Dataset records on object locations

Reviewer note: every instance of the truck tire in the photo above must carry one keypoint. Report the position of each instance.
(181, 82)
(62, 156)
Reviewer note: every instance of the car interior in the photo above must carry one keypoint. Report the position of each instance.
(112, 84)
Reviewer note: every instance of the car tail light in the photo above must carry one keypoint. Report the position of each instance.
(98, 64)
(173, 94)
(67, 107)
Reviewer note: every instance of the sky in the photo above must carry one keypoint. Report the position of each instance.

Exercise brief: Copy every line of the listing above verbatim, from the first line through the last.

Exercise answer:
Reviewer note: every instance of the truck tire in the photo above must carry one keypoint. Report the position of each instance.
(181, 82)
(62, 156)
Reviewer note: every instance of the car interior in the photo above must carry one keypoint. Report the position of each instance.
(112, 84)
Reviewer note: every instance of the car tail light in the photo above must carry one keypoint. Report the position of each instance.
(98, 64)
(173, 94)
(67, 107)
Reviewer note: every instance of the sky in the photo above must carry one keypoint. Report the position of each instance.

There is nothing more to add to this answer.